EXERCISE DETAILS: Copy out the lines below word for word, without the pictures.
>> begin MATERIAL PROVIDED
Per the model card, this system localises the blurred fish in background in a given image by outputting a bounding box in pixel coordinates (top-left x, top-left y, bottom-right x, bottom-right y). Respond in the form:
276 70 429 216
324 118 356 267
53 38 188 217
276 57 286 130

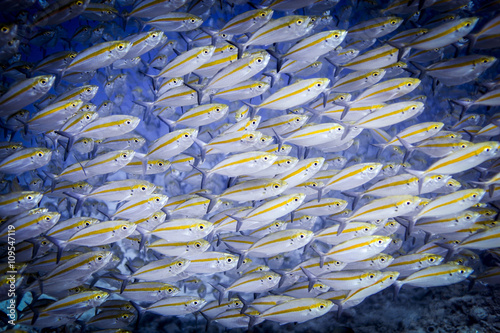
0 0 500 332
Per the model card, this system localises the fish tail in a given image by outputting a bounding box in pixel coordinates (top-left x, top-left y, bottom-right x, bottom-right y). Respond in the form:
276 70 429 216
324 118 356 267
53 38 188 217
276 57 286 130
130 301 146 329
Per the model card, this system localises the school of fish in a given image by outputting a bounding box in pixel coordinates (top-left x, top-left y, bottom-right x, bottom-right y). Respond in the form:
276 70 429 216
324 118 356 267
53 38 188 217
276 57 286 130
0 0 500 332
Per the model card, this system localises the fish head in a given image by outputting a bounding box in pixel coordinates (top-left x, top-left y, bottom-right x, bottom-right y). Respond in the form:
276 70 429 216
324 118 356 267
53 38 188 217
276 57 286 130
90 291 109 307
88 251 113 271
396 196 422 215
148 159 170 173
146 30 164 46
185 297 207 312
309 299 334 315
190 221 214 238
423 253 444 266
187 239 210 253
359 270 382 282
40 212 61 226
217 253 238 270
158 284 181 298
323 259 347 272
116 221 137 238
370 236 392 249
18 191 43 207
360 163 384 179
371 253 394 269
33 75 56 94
>> end MATERIAL PROVIDED
SOLUTION BELOW:
Per the model card, this system localises the blurred fish in background in a given image by outputting a bounding box in pixel coordinates (top-left x, top-left y, bottom-right x, bottom-right y). Respond in the form:
276 70 429 216
324 118 356 267
53 38 188 217
276 57 286 130

0 0 500 332
Per the model card, this system localises the fish tail in a given image by outputting a bounding box in pixel coordinates (top-left x, top-left y, bottom-right x, bottom-right y). Respond in the form:
276 70 429 216
324 118 356 267
53 38 188 217
276 57 286 130
130 301 146 329
Per the model card, this system localises the school of fish in a given image by outputting a bounding box in pixel coordinates (top-left x, top-left y, bottom-right x, bottom-right y). Respond in the form:
276 70 429 216
324 118 356 267
53 38 188 217
276 57 286 130
0 0 500 332
Per the model card, this system localises the fish head in a given image by outputting a bounding box in pixel coordinates (top-left x, top-left y, bottom-right x, bottom-right y). Respond in the form:
276 70 429 216
324 118 356 267
53 38 188 217
276 57 286 130
90 291 109 307
88 251 113 271
396 196 422 215
148 159 170 173
146 30 164 46
185 297 207 312
309 299 334 315
190 221 214 238
423 253 444 266
187 239 210 253
359 270 382 282
40 212 61 226
217 253 238 270
158 284 181 298
323 259 347 272
116 221 137 238
370 236 392 249
18 191 43 207
360 163 384 179
371 253 394 269
33 75 56 94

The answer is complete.